_Point-per-instance localization data:_
Start of Block

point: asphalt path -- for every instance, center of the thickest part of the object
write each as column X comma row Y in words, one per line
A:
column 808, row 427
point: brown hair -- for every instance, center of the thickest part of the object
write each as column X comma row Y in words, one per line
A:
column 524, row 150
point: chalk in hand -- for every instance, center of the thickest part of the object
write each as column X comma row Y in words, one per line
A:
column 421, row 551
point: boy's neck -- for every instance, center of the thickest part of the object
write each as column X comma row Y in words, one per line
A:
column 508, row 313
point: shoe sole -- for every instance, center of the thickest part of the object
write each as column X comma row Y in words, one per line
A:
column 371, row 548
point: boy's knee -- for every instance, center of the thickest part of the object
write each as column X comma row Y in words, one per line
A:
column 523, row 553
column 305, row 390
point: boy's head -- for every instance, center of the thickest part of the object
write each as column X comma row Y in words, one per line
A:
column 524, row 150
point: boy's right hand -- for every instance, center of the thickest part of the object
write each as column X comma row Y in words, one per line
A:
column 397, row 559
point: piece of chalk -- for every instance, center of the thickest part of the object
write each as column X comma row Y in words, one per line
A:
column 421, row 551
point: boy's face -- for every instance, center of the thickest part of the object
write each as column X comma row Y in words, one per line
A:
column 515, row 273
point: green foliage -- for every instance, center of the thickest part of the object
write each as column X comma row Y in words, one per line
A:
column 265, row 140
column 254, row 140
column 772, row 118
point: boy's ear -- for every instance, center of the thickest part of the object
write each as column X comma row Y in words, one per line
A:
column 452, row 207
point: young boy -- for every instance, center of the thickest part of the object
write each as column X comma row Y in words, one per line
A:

End of Block

_BRIEF:_ In full and without alteration, copy the entries.

_SOLUTION TO THIS EXERCISE:_
point: asphalt path -- for every instance, center of the thickest part of the object
write each as column X comma row Y in words, one per line
A:
column 808, row 427
point: brown hair -- for every instance, center of the thickest part of the object
write each as column X comma row Y in words, one per line
A:
column 524, row 150
point: chalk in hand -- for every instance, center of the thickest part of the object
write each as column X comma row Y in words, one per line
A:
column 421, row 551
point: boy's neck -- for every instance, center of the thickest part of the object
write each as column X comma row Y in words, one per line
A:
column 508, row 313
point: shoe sole -- for every instance, center of the thickest part of the object
write each as column X comma row Y in words, one per line
A:
column 371, row 548
point: boy's knee -- for every instance, center of the thickest part of the object
write each as column X comma row Y in words, one per line
A:
column 523, row 553
column 305, row 390
point: boy's head -- for every instance, center of the thickest part of the object
write each as column X comma row Y in words, one per line
A:
column 524, row 150
point: boy's right hand -- for every instance, center of the thickest part of the object
write each as column X comma row Y in words, one per line
A:
column 397, row 559
point: piece of chalk -- for every instance, center of the thickest part of the object
write each as column X comma row Y in words, one per line
A:
column 421, row 551
point: boy's face -- for every instance, center of the thickest part of the object
write each as column X comma row Y in words, one per line
A:
column 515, row 273
point: green foliage -- for every instance, center of the thickest part of the object
write each as column X comma row Y in words, one per line
A:
column 265, row 140
column 254, row 140
column 772, row 118
point: boy's ear -- for every instance, center of the thickest part of the object
write each as column X comma row Y in words, one per line
A:
column 452, row 207
point: young boy -- for every instance, center of the thickest part of the object
write each as column X comma row Y in words, one per line
A:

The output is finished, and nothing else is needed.